■ **TO DO**
Set out the material below as a numbered list, omitting blank lines and leaving out the pictures.

■ **STORED RECORDS**
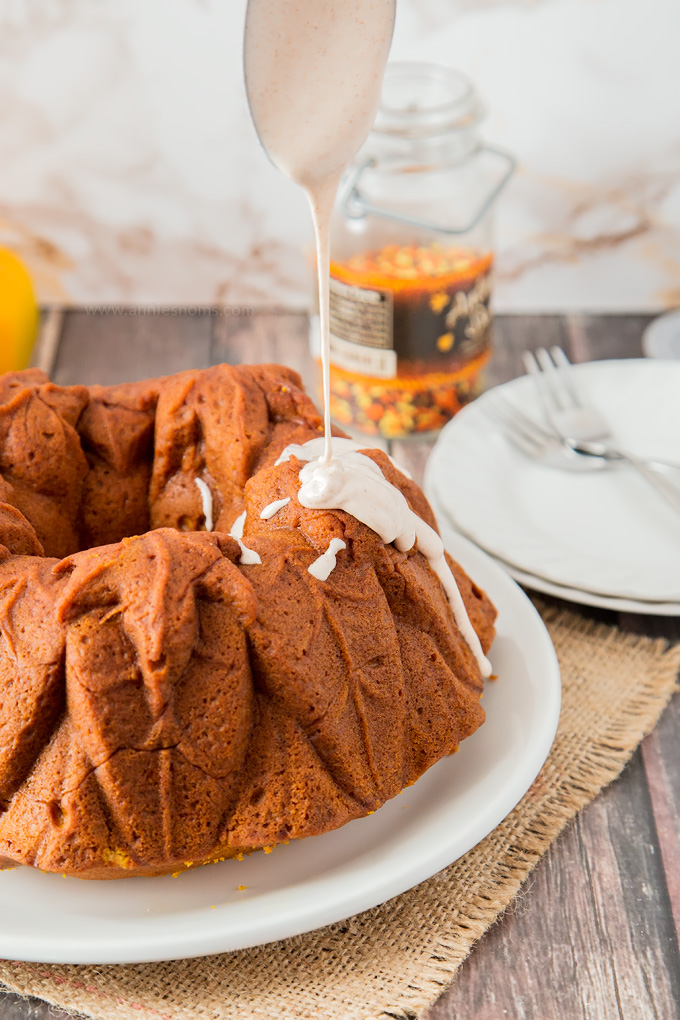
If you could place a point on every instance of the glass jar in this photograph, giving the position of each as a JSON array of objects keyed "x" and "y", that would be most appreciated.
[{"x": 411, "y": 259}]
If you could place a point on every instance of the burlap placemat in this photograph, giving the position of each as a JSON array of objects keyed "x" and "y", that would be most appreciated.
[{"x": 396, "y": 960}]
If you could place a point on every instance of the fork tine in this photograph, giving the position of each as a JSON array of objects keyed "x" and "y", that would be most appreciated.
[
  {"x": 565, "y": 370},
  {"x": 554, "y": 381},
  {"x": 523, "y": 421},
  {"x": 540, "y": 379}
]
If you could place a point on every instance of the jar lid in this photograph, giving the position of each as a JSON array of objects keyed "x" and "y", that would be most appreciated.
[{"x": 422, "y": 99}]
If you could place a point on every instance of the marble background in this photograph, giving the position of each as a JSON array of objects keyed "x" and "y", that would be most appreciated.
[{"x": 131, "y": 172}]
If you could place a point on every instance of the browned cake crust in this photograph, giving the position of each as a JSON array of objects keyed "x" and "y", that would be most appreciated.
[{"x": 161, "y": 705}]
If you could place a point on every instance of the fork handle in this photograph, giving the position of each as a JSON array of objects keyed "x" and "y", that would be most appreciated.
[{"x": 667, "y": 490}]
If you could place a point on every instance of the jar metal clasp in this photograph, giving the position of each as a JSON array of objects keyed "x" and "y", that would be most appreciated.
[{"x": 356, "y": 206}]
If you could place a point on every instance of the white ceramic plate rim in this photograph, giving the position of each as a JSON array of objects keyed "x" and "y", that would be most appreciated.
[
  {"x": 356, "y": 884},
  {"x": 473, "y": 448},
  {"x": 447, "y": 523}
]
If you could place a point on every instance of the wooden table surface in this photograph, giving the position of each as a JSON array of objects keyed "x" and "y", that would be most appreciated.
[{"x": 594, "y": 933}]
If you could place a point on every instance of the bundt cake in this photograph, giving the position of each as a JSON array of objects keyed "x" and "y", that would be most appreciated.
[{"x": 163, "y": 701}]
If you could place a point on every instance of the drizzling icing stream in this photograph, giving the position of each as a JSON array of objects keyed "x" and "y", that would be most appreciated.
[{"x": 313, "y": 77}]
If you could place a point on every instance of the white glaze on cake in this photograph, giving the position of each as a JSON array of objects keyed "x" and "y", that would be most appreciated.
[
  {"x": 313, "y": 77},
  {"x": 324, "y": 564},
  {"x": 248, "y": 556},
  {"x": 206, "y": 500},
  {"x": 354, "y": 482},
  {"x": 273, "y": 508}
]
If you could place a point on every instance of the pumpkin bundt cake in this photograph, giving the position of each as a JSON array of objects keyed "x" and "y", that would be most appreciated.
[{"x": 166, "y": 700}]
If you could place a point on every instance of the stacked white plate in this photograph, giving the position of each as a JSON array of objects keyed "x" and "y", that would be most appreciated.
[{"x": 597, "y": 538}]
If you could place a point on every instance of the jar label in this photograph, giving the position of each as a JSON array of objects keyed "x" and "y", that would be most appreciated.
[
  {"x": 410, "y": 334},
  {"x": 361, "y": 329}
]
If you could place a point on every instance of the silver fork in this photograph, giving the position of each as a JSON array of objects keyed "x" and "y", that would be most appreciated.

■ **WRITTEN ANSWER**
1. If you could place a point on every instance of the glass jar in this photograph, giving the position of each as a JSON array of objects keyed "x" and "y", that would be most appreciated.
2. [{"x": 411, "y": 259}]
3. If you could place a point on every instance of the burlap placemat in this photograph, giving the position of each as a JSON array of objects keyed "x" and "y", that would be most appreciated.
4. [{"x": 396, "y": 960}]
5. If you could place a point on every instance of the fork tine in this photograph, giving the position of each as a JSON array of objects keyed "x" and "y", that would be most appreciated.
6. [
7.   {"x": 565, "y": 370},
8.   {"x": 554, "y": 381},
9.   {"x": 523, "y": 421},
10.   {"x": 540, "y": 379}
11. ]
12. If you could place a point on every instance of the jar lid in this photograph, giving the position of each as a JSON array of objects keyed "x" and "y", that would be most appreciated.
13. [{"x": 422, "y": 99}]
14. If you could place a point on every instance of the marble background in this photograph, giving the position of each as a JSON array of objects keyed "x" and "y", that would be most appreciated.
15. [{"x": 131, "y": 172}]
16. If you could place a point on every instance of the browned cake crust in this photograph, giving the position of each as a JSON array of objects keyed "x" and "y", that would be most appreciated.
17. [{"x": 161, "y": 705}]
18. If you could place a point on every instance of the fork handle in this photograph, giving the position of each as a JSON array of objects keyed "x" and "y", that would be most appreciated.
19. [{"x": 667, "y": 490}]
20. If you could place a point on every instance of the jar metal clasp in this photograph, giving the position of each as a JSON array of objects keyed "x" and "y", that would be most appreciated.
21. [{"x": 356, "y": 206}]
22. If you could place a point on every instance of the white ceramic plate rim in this photograph, giving the position of each as a JSON array of objects keyed "x" and "y", that would be most appreciated.
23. [
24.   {"x": 356, "y": 884},
25.   {"x": 473, "y": 448},
26.   {"x": 447, "y": 523}
27. ]
28. If you could place a point on every instance of the wooden table surface in this photograph, giving the position of each as a JSON array of objects keyed "x" and "y", that would be most appreciated.
29. [{"x": 594, "y": 933}]
30. If you could place a point on every instance of the bundt cake in this photograph, giving the position of each as a JSON array of objects keyed "x" and "y", that would be most appreciated.
31. [{"x": 163, "y": 701}]
32. If you could place a point on every instance of the drizzling icing stream in this photograph, giving the position of each as a JSON array of objects keyed "x" and "y", that would be most appreciated.
33. [{"x": 313, "y": 77}]
34. If you could place a point on every instance of the white glaze on cake in this photograph, giving the position of each as a JSON array of objects keyed "x" and "y", that would be most appreciated.
35. [
36.   {"x": 313, "y": 77},
37.   {"x": 324, "y": 564},
38.   {"x": 248, "y": 556},
39.   {"x": 206, "y": 500},
40.   {"x": 354, "y": 482},
41.   {"x": 273, "y": 508}
42. ]
43. If you could place a point on every instance of the pumpkin bundt cake in this photograph, giving the position of each as a JSON array of objects keyed "x" and "y", that would be most appreciated.
44. [{"x": 166, "y": 700}]
45. If you could place a point on every instance of the stacked white plate in this photograph, giving the position of each as a JSON array of objects keyed "x" and "y", that would be most appreciated.
46. [{"x": 597, "y": 538}]
47. If you could place a point on every instance of the jar label in this photograph, giving the position of each as a JSON array of objects keyed "x" and "y", that would be most appreciated.
48. [
49.   {"x": 410, "y": 334},
50.   {"x": 361, "y": 329}
51. ]
52. If you could place a point on every instance of the silver fork in this photograph, giving the position of each as a JSON array of objects keyed "x" and "y", that would be most appreciated.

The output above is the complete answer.